>>>
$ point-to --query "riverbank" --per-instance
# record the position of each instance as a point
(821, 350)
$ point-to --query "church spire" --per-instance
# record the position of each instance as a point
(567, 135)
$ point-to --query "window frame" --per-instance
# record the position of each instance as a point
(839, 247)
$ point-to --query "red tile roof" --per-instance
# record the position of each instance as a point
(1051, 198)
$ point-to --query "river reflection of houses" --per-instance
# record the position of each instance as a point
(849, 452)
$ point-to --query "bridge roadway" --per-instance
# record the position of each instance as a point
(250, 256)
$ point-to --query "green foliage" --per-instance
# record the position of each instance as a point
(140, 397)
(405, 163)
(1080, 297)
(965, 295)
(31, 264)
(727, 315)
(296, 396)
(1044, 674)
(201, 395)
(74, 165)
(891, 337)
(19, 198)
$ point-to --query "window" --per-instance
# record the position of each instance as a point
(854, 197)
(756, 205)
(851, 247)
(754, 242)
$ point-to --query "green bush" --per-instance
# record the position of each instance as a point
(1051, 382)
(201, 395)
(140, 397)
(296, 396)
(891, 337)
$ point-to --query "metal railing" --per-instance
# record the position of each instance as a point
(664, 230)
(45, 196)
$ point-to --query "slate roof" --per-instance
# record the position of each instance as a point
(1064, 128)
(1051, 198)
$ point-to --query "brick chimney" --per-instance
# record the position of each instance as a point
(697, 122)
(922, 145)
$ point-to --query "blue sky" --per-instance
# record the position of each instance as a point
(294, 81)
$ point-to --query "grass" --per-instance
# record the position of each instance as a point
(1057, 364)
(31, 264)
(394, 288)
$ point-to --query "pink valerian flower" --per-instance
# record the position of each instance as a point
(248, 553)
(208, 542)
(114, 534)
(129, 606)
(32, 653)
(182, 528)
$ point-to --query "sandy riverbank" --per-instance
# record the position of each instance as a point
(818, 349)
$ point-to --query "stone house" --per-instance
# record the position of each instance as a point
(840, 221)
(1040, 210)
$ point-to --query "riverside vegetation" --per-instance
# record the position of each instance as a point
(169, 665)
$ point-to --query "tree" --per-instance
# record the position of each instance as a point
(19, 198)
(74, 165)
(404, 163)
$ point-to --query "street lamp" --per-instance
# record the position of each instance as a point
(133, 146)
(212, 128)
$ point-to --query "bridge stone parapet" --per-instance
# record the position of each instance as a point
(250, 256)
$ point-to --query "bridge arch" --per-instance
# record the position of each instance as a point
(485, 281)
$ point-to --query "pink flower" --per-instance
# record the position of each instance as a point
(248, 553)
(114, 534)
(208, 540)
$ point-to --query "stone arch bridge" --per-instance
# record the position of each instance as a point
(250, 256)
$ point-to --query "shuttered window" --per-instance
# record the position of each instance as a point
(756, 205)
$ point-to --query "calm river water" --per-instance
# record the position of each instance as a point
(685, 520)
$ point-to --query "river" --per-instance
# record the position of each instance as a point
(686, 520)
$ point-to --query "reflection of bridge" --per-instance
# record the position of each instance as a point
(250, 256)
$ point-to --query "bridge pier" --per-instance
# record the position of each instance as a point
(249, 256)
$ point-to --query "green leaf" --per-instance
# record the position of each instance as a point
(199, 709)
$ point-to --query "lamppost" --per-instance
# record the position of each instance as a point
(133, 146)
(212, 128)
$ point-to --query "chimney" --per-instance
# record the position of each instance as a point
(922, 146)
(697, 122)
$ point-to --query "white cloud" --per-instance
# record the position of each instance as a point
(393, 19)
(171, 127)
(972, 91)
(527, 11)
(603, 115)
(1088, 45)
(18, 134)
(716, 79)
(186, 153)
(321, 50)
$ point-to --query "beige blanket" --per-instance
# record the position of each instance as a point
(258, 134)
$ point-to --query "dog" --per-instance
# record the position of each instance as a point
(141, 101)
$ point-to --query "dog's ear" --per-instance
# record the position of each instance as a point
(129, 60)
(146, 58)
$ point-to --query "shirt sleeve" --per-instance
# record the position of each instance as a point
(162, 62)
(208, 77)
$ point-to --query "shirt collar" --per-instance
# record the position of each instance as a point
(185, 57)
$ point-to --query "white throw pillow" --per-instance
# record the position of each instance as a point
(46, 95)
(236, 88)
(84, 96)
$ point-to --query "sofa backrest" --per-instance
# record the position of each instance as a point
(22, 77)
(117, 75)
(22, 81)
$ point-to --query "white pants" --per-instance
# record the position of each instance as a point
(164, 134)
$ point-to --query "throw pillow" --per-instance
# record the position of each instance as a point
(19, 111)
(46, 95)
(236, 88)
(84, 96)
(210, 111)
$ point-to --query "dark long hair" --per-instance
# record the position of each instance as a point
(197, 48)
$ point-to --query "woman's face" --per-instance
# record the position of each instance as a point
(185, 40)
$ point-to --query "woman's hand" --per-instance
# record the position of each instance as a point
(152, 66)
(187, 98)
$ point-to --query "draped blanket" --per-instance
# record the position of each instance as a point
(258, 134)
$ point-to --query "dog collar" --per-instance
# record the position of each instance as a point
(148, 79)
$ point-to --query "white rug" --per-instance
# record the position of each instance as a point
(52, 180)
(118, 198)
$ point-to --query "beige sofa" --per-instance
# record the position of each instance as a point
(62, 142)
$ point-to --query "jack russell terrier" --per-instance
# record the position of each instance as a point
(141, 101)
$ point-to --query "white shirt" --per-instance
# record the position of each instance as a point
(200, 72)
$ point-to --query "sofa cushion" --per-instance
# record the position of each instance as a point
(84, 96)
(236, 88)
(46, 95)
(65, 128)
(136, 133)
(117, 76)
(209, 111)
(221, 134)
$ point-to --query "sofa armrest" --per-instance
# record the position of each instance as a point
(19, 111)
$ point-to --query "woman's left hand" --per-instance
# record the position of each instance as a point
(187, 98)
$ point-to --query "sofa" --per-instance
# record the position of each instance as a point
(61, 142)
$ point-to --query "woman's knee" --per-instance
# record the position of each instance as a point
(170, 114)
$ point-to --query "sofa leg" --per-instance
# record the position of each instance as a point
<<<
Directions: Tally the lines in the entries above that contain the string "bridge", and give only that number.

Task answer: 6